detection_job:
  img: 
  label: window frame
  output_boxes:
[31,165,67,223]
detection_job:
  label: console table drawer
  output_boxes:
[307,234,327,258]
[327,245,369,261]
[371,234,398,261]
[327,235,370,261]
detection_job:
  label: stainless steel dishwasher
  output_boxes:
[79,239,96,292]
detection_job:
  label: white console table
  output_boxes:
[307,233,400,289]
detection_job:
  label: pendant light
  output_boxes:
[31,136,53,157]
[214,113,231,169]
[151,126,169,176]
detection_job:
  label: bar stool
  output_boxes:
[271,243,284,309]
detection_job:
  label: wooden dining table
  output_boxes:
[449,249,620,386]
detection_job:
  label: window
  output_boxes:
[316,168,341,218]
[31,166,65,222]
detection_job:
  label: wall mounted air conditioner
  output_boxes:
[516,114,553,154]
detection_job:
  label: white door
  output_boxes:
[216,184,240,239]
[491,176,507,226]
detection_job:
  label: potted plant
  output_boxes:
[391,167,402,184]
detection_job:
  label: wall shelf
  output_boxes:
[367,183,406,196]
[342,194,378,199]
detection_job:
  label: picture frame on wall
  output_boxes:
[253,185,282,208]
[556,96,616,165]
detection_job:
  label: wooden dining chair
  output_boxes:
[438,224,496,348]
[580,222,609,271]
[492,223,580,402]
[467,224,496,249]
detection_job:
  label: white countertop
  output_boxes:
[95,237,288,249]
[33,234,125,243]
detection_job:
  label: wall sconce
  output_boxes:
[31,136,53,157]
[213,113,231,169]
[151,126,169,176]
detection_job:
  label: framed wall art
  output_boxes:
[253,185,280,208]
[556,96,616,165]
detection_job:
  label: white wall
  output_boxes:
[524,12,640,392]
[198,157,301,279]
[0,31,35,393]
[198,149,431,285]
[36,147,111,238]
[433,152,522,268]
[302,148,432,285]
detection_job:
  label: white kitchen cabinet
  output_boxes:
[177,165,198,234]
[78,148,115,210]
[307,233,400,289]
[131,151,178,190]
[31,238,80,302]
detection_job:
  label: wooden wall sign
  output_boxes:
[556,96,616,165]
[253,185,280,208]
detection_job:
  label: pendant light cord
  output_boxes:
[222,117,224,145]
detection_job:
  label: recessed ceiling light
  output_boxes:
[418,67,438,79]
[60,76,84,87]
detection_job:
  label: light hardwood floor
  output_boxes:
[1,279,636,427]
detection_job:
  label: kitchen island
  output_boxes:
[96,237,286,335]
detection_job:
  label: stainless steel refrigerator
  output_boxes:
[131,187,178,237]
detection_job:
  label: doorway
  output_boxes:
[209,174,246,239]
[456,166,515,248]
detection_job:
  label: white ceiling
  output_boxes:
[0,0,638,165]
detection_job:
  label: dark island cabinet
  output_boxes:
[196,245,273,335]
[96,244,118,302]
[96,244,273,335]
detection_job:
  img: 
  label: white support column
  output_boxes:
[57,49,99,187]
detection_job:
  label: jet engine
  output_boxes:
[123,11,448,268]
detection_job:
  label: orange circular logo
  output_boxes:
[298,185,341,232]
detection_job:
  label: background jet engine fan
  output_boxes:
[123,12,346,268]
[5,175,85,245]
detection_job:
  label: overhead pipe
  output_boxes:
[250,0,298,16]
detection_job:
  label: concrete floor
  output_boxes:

* * * * *

Your instructions: Reproduce the lines verbatim, starting at the very first line and ending at the line that contains "[467,224,496,249]", with both of those lines included.

Answer to this task:
detection_job:
  img: 
  label: window frame
  output_boxes:
[31,165,67,223]
detection_job:
  label: console table drawer
  output_boxes:
[307,234,327,258]
[327,245,369,261]
[371,234,398,261]
[327,235,370,261]
detection_job:
  label: stainless steel dishwasher
  output_boxes:
[79,239,96,292]
detection_job:
  label: white console table
  output_boxes:
[307,233,400,289]
detection_job:
  label: pendant light
  output_boxes:
[31,136,53,157]
[214,113,231,169]
[151,126,169,176]
detection_job:
  label: bar stool
  output_boxes:
[271,243,284,309]
detection_job:
  label: wooden dining table
  output_boxes:
[449,249,620,386]
detection_job:
  label: window
  output_boxes:
[316,168,341,218]
[31,166,65,222]
detection_job:
  label: wall mounted air conditioner
  output_boxes:
[516,114,553,154]
detection_job:
  label: white door
  output_boxes:
[216,184,240,239]
[491,176,507,226]
detection_job:
  label: potted plant
  output_boxes:
[391,167,402,184]
detection_job:
  label: wall shelf
  output_boxes:
[367,183,406,196]
[342,194,378,199]
detection_job:
  label: picture frame on wall
  output_boxes:
[253,185,282,208]
[556,96,616,165]
detection_job:
  label: wooden dining chair
  output_boxes:
[438,224,496,348]
[580,222,609,271]
[492,223,580,402]
[467,224,496,249]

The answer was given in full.